Apesar dos vícios e da decadência de costumes políticos, a reforma conta com opositores, que não são apenas os que se refestelam com a política de balcão. Cientistas políticos temem que em alguns partidos as listas de candidatos sejam manobradas pelos caciques e que o caixa dois perdure, agora para comprar uma boa colocação na lista. Pelo esquema proposto - predominante na Europa - as convenções dos partidos organizam as listas de candidatos. Os mais bem colocados nas listas têm mais chances de se eleger, dependendo do número de votos obtidos pela legenda.

- O que não pode é ficar como está. A eleição virou um encargo individual de cada político, que sai à cata de dinheiro, nem sempre de forma lícita. O custo excessivo das campanhas e a fragilização dos partidos deformam a vida política. Temos que mudar isso. A reforma é um passo para aprimorar o processo - rebate o ex-ministro da Justiça Aloysio Nunes Ferreira, deputado do PSDB que se licenciou para assumir a Secretaria de Governo da Prefeitura de São Paulo.

__________________________________________________

Pedido escrito 1 >>
Por favor, converta em uma tabela Markdown as linhas dos dados do exercício, começando na que contém "on the square" e terminando na última linha dos dados, sem as linhas em branco. Use as colunas Nº, com o número de ordem, e Linha, com o texto de cada uma.
O trecho e as linhas dos dados não têm relação entre si.

Dados do exercício >>
__________________________________________________

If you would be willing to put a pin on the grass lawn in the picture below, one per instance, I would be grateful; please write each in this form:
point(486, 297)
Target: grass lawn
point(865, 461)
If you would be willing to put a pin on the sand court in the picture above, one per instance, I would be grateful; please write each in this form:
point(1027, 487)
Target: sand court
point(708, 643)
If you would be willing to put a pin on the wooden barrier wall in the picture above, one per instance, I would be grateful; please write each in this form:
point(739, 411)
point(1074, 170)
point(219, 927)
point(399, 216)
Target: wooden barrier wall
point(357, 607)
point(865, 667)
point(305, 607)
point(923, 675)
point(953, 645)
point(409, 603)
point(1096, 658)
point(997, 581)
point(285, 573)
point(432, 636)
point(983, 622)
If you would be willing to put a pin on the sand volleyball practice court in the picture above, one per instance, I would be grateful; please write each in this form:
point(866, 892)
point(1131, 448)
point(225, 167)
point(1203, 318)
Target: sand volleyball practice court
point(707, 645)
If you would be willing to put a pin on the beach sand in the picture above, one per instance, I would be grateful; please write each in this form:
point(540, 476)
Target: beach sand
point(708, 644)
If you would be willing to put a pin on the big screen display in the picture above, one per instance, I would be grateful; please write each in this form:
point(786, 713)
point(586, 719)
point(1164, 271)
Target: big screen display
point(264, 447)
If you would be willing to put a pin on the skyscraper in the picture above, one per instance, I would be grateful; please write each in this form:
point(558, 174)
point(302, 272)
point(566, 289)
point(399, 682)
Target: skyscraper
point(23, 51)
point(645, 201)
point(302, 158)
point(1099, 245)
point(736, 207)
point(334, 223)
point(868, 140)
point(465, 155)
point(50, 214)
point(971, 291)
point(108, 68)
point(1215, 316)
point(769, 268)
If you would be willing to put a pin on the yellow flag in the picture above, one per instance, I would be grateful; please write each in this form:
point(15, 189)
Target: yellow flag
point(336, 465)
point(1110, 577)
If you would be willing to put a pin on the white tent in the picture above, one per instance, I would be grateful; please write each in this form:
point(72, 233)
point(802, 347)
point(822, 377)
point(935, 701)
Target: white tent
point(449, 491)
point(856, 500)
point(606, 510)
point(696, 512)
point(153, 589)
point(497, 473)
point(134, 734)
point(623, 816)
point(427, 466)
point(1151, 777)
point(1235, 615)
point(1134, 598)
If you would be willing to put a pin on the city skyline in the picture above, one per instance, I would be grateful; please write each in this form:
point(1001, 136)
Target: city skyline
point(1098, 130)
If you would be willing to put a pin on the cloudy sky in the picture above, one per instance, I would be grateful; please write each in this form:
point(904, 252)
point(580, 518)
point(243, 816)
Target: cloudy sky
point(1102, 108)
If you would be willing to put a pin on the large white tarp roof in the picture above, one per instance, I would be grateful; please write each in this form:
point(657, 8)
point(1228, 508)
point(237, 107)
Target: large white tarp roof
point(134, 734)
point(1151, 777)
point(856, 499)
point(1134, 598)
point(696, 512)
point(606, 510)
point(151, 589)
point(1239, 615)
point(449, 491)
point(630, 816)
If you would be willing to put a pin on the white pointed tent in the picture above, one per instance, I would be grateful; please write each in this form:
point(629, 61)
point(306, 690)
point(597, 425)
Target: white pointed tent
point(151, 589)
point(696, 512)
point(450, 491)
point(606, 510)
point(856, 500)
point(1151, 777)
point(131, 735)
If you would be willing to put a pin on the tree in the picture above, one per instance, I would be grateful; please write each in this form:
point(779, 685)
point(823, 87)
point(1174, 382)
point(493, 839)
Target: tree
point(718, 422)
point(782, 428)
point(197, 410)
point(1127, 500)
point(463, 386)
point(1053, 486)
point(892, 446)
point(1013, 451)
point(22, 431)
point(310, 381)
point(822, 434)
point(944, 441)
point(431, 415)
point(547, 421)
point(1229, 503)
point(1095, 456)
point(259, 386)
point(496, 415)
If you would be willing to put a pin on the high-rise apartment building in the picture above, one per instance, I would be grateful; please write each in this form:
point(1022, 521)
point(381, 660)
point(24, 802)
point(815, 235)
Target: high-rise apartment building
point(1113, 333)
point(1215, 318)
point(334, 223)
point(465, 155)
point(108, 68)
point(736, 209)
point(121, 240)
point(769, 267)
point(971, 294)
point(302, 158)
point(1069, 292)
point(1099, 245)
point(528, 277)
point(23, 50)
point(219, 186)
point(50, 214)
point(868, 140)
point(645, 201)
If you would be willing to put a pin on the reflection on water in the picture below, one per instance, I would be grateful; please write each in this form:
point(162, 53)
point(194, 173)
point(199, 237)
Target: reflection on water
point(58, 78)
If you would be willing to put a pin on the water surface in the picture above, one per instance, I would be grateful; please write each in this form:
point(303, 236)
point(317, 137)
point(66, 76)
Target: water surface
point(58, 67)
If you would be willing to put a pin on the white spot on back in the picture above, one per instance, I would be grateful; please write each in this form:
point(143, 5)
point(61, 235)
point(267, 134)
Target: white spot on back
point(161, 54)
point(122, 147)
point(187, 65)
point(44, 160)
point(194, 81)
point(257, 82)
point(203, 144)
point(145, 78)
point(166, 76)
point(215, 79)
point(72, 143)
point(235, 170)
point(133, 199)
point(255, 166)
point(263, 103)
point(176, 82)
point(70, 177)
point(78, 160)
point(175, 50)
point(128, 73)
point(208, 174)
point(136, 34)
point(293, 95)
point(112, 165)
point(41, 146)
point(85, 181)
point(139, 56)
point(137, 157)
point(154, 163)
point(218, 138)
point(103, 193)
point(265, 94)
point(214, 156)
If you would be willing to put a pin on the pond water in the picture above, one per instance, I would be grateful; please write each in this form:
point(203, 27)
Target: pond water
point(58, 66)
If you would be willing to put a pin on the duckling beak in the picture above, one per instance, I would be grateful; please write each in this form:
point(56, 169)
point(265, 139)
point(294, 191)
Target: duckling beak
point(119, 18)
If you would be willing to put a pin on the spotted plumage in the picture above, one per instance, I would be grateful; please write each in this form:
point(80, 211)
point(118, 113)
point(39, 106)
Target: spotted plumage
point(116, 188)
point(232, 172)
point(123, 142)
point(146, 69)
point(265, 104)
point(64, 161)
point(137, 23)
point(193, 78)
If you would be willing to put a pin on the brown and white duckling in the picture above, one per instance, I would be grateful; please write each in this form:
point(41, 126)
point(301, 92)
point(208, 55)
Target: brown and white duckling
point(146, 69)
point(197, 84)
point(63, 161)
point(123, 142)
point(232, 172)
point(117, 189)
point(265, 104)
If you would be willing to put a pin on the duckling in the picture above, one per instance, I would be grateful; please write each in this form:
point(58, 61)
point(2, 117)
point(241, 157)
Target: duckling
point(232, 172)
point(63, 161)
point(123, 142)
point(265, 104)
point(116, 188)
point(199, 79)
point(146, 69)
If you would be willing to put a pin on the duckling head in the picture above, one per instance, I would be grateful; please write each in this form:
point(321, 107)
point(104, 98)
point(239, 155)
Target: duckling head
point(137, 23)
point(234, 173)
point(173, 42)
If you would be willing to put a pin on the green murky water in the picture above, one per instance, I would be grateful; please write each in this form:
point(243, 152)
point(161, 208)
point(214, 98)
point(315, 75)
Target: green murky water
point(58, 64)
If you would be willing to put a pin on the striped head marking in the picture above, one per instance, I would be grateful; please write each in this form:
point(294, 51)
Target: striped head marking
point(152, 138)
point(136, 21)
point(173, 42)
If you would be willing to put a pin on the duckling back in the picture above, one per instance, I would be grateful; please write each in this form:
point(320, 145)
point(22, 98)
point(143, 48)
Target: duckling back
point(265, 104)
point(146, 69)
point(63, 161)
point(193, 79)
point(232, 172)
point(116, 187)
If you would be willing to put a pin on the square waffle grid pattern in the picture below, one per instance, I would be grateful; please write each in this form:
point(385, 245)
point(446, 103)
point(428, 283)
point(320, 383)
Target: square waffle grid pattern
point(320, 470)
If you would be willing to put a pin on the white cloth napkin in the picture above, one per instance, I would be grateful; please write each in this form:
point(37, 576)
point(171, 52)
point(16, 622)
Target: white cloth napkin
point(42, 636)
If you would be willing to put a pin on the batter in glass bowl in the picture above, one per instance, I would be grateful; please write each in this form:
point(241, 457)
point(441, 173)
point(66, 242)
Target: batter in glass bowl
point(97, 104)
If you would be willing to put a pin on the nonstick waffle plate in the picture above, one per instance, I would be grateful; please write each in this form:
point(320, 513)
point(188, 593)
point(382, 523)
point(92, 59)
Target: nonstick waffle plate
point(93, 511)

__________________________________________________

Pedido escrito 2 >>
Responda a estas perguntas sobre o trecho da reforma política:
(a) No esquema proposto, quem organiza as listas de candidatos?
(b) De que partido é deputado Aloysio Nunes Ferreira?
(c) Que cargo ele assumiu ao se licenciar?

Resultado 1 >>
| Nº | Linha |
|---|---|
| 1 | If you would be willing to put a pin on the square waffle grid pattern in the picture below, one per instance, I would be grateful; please write each in this form: |
| 2 | point(385, 245) |
| 3 | point(446, 103) |
| 4 | point(428, 283) |
| 5 | point(320, 383) |
| 6 | Target: square waffle grid pattern |
| 7 | point(320, 470) |
| 8 | If you would be willing to put a pin on the white cloth napkin in the picture above, one per instance, I would be grateful; please write each in this form: |
| 9 | point(37, 576) |
| 10 | point(171, 52) |
| 11 | point(16, 622) |
| 12 | Target: white cloth napkin |
| 13 | point(42, 636) |
| 14 | If you would be willing to put a pin on the batter in glass bowl in the picture above, one per instance, I would be grateful; please write each in this form: |
| 15 | point(241, 457) |
| 16 | point(441, 173) |
| 17 | point(66, 242) |
| 18 | Target: batter in glass bowl |
| 19 | point(97, 104) |
| 20 | If you would be willing to put a pin on the nonstick waffle plate in the picture above, one per instance, I would be grateful; please write each in this form: |
| 21 | point(320, 513) |
| 22 | point(188, 593) |
| 23 | point(382, 523) |
| 24 | point(92, 59) |
| 25 | Target: nonstick waffle plate |
| 26 | point(93, 511) |

Resultado 2 >>
(a) As convenções dos partidos.
(b) Do PSDB.
(c) A Secretaria de Governo da Prefeitura de São Paulo.